Answer these questions using the HDMI and optical audio thread below.
(a) What type of connection currently carries video from the 622 to the Panasonic HDTV?
(b) What brand is the surround sound receiver?
(c) According to Slordak, is there any issue with using HDMI for video while using the optical output for audio?

▶ **TEXT SHOWN**
((
# HDMI and Optical Audio - Confused!



## scredsfan (Feb 10, 2006)

This may be an old (and/or stupid) question, but I'm a little confused about HDMI and optical audio connections. Right now I have component video running from my 622 to my Panasonic HDTV and optical audio from the 622 to a Sony surround sound receiver. I've been reading about HDMI and thinking about changing to HDMI to connect the 622 to the television. Will the optical audio output to the surriund sound reciever still work? In other words, will connecting the 622 to the TV with an HDMI cable disable the optical audio output to the surround receiver?


----------



## Slordak (Dec 17, 2003)

There is no issue with using HDMI for video and simultaneously using the optical audio output for audio. This is a common practice, in fact.


----------



## Lord Vader (Sep 20, 2004)

Except that it's not necessary. HDMI passes both vido and audio, rendering moot any audio cables.


----------



## Mike728 (Oct 29, 2007)

Lord Vader said:


> Except that it's not necessary. HDMI passes both vido and audio, rendering moot any audio cables.
))
▶ **RECORD EXTRACTS**
((
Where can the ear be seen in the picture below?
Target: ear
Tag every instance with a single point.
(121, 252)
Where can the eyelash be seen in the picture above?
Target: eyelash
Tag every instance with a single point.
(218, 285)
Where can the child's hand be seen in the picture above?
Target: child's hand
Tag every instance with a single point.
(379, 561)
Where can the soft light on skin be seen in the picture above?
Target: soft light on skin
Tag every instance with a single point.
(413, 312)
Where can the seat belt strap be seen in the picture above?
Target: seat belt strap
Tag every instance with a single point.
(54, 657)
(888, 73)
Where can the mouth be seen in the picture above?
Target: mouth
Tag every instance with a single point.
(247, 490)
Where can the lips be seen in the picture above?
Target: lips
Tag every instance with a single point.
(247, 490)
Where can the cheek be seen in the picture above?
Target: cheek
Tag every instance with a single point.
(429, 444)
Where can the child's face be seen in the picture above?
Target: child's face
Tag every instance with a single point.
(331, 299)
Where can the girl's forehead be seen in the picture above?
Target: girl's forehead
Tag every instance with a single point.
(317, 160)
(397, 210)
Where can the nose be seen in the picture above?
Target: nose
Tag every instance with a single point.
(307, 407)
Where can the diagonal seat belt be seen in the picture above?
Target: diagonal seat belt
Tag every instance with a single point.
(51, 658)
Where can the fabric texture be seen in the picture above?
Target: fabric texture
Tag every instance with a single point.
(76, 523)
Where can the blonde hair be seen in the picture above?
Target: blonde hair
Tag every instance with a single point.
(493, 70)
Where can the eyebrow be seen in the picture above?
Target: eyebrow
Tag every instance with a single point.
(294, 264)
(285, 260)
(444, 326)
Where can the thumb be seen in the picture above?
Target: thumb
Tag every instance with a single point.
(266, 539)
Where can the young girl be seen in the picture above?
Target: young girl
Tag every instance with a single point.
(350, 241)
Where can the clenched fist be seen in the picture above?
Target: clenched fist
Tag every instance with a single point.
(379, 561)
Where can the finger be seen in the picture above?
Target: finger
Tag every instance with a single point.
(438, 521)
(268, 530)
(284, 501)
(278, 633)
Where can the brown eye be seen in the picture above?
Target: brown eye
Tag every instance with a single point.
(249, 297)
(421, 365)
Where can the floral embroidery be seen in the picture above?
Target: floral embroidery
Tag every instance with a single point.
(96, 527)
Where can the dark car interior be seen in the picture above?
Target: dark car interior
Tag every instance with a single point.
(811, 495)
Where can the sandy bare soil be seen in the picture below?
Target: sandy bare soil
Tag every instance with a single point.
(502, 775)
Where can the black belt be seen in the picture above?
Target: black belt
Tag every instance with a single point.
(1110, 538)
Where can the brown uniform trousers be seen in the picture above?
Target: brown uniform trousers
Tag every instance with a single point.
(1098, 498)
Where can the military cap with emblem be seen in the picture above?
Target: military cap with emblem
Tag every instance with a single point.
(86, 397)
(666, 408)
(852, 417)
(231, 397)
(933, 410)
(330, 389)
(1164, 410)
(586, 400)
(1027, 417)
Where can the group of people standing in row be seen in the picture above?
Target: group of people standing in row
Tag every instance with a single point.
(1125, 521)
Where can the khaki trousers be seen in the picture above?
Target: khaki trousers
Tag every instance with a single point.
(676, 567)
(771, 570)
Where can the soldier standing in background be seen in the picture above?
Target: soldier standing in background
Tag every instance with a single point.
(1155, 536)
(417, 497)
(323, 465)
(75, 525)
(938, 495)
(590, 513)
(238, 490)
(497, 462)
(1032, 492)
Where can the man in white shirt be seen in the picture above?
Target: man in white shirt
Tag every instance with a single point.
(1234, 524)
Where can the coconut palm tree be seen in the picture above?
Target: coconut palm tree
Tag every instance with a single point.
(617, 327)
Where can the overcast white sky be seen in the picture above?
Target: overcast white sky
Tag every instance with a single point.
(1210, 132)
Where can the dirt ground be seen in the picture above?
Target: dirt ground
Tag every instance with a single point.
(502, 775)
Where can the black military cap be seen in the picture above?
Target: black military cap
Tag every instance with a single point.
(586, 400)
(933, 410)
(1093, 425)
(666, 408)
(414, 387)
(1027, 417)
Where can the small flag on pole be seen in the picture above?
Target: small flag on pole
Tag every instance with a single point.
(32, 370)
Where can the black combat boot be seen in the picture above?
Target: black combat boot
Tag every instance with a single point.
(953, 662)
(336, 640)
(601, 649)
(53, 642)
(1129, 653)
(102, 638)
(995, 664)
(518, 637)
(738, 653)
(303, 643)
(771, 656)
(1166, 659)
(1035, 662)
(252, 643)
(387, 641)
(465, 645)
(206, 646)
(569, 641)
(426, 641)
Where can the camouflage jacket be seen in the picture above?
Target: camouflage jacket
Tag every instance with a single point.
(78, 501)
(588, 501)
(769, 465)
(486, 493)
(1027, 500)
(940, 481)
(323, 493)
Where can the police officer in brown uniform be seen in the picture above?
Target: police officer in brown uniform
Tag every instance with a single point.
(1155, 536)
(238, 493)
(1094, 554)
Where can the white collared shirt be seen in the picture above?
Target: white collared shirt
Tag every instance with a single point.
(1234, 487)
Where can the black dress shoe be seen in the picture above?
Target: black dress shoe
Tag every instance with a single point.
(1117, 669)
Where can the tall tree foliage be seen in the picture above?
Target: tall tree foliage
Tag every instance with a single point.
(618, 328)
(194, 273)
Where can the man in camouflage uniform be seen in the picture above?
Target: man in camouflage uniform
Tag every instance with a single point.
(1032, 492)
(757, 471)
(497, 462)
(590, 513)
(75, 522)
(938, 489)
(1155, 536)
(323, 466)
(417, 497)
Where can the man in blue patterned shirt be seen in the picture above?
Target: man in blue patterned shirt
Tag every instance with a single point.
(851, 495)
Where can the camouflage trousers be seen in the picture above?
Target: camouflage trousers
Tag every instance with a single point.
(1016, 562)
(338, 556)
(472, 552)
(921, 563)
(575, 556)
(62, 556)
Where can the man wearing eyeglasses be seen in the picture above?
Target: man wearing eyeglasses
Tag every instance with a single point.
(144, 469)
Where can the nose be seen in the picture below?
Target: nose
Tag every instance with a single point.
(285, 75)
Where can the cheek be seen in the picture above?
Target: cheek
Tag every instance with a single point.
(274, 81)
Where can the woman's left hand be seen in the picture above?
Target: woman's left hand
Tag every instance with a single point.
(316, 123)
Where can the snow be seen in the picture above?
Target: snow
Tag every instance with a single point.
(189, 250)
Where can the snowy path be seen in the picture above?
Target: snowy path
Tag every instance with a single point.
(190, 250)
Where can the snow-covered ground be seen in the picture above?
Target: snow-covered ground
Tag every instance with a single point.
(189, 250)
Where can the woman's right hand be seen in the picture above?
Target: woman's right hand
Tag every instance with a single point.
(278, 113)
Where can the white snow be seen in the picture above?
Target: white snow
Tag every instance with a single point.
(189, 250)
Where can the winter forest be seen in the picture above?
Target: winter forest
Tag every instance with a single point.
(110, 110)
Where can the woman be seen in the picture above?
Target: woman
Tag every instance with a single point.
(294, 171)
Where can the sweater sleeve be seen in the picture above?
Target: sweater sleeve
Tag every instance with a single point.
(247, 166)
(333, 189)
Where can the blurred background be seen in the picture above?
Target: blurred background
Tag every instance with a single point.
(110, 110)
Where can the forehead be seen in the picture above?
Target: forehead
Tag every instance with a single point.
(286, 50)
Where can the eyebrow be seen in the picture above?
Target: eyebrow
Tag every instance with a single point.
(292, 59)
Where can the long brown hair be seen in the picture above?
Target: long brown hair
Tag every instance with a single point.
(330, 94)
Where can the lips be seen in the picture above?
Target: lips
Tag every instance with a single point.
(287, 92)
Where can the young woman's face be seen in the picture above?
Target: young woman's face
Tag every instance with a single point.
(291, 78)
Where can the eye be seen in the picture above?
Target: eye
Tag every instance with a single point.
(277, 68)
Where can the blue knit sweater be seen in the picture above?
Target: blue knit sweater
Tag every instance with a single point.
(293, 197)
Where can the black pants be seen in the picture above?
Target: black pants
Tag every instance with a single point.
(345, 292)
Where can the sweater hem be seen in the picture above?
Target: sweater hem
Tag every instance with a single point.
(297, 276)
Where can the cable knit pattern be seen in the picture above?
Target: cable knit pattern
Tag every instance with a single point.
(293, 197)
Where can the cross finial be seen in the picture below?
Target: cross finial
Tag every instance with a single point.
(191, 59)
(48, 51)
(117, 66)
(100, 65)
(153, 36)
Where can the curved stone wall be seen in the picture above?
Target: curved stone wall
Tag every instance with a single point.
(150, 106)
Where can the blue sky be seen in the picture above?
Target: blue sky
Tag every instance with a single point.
))
▶ **CORRECT ANSWER**
(a) Component video.
(b) Sony.
(c) No. Slordak says there is no issue and calls it a common practice.